**Record excerpts:**

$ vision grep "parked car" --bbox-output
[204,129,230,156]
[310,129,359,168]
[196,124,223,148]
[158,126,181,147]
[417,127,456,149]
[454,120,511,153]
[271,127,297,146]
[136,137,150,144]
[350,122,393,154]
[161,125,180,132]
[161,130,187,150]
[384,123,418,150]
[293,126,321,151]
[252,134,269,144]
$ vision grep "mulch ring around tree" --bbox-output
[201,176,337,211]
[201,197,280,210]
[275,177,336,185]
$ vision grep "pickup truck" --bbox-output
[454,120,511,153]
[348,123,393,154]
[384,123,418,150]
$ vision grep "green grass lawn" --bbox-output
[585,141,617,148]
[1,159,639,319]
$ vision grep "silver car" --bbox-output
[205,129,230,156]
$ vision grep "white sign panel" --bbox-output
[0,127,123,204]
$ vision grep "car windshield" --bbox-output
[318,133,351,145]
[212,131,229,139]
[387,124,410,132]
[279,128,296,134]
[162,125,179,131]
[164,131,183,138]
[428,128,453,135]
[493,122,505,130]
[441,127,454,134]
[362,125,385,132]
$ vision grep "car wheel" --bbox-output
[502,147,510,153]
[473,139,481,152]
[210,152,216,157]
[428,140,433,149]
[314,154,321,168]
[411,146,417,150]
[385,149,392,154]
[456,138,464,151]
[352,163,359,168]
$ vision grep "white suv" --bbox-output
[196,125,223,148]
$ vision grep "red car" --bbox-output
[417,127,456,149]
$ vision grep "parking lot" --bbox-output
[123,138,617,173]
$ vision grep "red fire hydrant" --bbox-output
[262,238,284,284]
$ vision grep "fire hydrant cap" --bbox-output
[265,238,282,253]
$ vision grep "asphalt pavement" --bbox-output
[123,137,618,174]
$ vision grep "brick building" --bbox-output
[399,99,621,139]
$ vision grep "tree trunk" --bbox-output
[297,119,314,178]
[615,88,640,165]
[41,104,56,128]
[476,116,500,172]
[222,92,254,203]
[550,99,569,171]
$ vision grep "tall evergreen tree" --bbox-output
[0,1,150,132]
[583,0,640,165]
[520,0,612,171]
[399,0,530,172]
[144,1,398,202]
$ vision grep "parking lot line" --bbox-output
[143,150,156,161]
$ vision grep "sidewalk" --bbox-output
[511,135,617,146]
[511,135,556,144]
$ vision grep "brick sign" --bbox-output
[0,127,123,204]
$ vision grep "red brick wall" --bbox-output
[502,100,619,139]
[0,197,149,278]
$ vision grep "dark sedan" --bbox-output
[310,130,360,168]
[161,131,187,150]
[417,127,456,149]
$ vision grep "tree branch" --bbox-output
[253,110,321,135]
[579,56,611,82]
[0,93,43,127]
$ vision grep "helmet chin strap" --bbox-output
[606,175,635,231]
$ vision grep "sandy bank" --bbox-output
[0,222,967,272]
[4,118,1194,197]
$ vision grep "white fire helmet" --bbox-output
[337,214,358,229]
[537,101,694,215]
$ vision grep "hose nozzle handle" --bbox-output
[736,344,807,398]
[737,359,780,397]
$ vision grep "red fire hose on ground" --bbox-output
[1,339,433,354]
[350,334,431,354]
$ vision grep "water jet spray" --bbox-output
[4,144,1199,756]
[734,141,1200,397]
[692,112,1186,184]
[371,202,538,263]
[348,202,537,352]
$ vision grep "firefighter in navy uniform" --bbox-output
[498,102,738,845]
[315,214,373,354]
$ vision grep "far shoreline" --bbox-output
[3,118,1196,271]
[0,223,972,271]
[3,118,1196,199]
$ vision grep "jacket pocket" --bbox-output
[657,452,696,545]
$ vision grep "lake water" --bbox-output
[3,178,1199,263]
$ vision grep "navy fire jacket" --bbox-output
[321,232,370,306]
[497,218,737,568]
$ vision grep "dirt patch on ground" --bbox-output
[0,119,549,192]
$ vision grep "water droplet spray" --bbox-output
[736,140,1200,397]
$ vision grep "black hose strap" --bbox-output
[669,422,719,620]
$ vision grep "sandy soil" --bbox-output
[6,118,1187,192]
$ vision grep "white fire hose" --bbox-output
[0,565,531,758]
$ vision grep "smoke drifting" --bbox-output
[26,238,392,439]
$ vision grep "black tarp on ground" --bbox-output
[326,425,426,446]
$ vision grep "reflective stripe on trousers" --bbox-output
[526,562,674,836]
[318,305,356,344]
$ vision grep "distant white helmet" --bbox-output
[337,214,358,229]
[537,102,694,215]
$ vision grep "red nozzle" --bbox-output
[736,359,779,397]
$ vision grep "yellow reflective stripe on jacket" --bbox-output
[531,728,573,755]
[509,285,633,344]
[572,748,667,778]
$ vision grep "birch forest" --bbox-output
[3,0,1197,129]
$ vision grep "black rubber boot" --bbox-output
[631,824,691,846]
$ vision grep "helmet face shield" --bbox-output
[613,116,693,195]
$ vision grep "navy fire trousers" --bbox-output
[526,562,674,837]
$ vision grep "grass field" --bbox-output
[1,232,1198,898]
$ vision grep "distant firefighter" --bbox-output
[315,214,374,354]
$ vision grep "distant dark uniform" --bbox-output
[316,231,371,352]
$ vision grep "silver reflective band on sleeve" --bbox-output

**Your task:**
Repeat each line above exactly as written.

**Task response:**
$ vision grep "parked car" --bbox-output
[204,129,230,156]
[310,129,359,168]
[196,124,223,148]
[158,126,181,147]
[417,127,456,149]
[454,120,511,153]
[271,127,297,146]
[136,137,150,144]
[350,122,393,154]
[161,125,180,132]
[161,130,187,150]
[384,123,418,150]
[293,126,321,151]
[252,134,269,144]
$ vision grep "mulch ring around tree" --bbox-output
[201,176,337,211]
[201,197,280,210]
[275,177,336,185]
$ vision grep "pickup truck" --bbox-output
[454,120,511,153]
[348,123,393,154]
[384,123,418,150]
$ vision grep "green grass lawn" --bbox-output
[585,141,617,148]
[1,159,639,319]
$ vision grep "silver car" --bbox-output
[205,129,230,156]
$ vision grep "white sign panel" --bbox-output
[0,127,123,204]
$ vision grep "car windshield" --bbox-output
[318,133,351,145]
[212,131,229,139]
[387,124,410,132]
[279,128,296,134]
[162,125,179,131]
[164,131,183,138]
[428,128,453,135]
[493,122,505,130]
[441,127,454,134]
[362,125,385,132]
$ vision grep "car wheel" --bbox-output
[502,147,510,153]
[473,139,481,152]
[210,152,216,157]
[428,140,433,149]
[314,154,321,168]
[411,146,417,150]
[385,149,392,154]
[456,138,464,151]
[352,163,359,168]
$ vision grep "white suv" --bbox-output
[196,125,223,148]
$ vision grep "red car" --bbox-output
[417,127,456,149]
$ vision grep "parking lot" --bbox-output
[123,138,617,173]
$ vision grep "red fire hydrant" --bbox-output
[262,238,284,284]
$ vision grep "fire hydrant cap" --bbox-output
[265,238,282,253]
$ vision grep "asphalt pavement" --bbox-output
[123,137,618,174]
$ vision grep "brick building" --bbox-output
[399,99,621,139]
$ vision grep "tree trunk" --bbox-output
[297,119,314,178]
[615,88,640,165]
[41,104,56,128]
[476,116,500,172]
[222,92,254,203]
[550,99,569,171]
$ vision grep "tall evergreen tree" --bbox-output
[0,1,150,132]
[583,0,640,165]
[520,0,612,171]
[399,0,530,172]
[144,1,398,202]
$ vision grep "parking lot line" --bbox-output
[143,150,156,161]
$ vision grep "sidewalk" --bbox-output
[511,135,617,146]
[511,135,556,144]
$ vision grep "brick sign" --bbox-output
[0,127,123,204]
$ vision grep "red brick wall" --bbox-output
[502,100,619,139]
[0,197,149,278]
$ vision grep "dark sedan" --bbox-output
[310,130,360,168]
[161,131,187,150]
[417,127,456,149]
$ vision grep "tree branch" --bbox-output
[253,110,321,135]
[579,56,611,82]
[0,93,43,127]
$ vision grep "helmet chin strap" --bbox-output
[606,175,635,231]
$ vision grep "sandy bank" --bbox-output
[0,222,967,272]
[4,118,1194,197]
$ vision grep "white fire helmet" --bbox-output
[337,214,358,229]
[537,101,694,215]
$ vision grep "hose nozzle handle" --bbox-output
[736,344,807,398]
[737,359,780,397]
$ vision grep "red fire hose on ground" --bbox-output
[1,339,433,354]
[350,334,431,354]
$ vision grep "water jet spray" --bbox-output
[4,144,1199,756]
[734,141,1200,397]
[692,112,1186,184]
[371,202,538,263]
[348,202,537,352]
$ vision grep "firefighter in navy uniform" --bbox-output
[498,102,738,845]
[315,214,373,354]
$ vision grep "far shoreline" --bbox-output
[3,118,1196,271]
[0,223,972,271]
[3,118,1196,199]
$ vision grep "jacket pocket" --bbox-output
[657,452,696,545]
$ vision grep "lake water" --bbox-output
[3,178,1199,263]
$ vision grep "navy fire jacket" --bbox-output
[321,232,370,306]
[497,218,737,568]
$ vision grep "dirt patch on ground" --bbox-output
[0,119,549,192]
$ vision grep "water droplet spray" --bbox-output
[736,140,1200,397]
$ vision grep "black hose strap" --bbox-output
[669,422,719,620]
$ vision grep "sandy soil" --bbox-output
[6,118,1187,192]
$ vision grep "white fire hose" --bbox-output
[0,565,531,758]
$ vision grep "smoke drifting" --bbox-output
[26,238,392,439]
$ vision grep "black tarp on ground" --bbox-output
[326,425,426,446]
$ vision grep "reflective stripe on trousers" --bbox-output
[526,562,674,836]
[318,305,356,344]
$ vision grep "distant white helmet" --bbox-output
[337,214,358,229]
[537,102,694,215]
$ vision grep "red nozzle" --bbox-output
[736,359,779,397]
$ vision grep "yellow reflective stripe on jacket" --bbox-output
[531,728,573,755]
[509,285,633,344]
[572,748,667,778]
$ vision grep "birch forest" --bbox-output
[3,0,1197,129]
$ vision grep "black rubber boot" --bbox-output
[631,824,691,846]
$ vision grep "helmet face shield" --bbox-output
[613,116,693,195]
$ vision grep "navy fire trousers" --bbox-output
[526,562,674,837]
$ vision grep "grass field" --bbox-output
[1,232,1198,898]
$ vision grep "distant firefighter" --bbox-output
[315,214,374,354]
$ vision grep "distant dark uniform" --bbox-output
[316,231,371,352]
$ vision grep "silver reflective band on sleeve" --bbox-output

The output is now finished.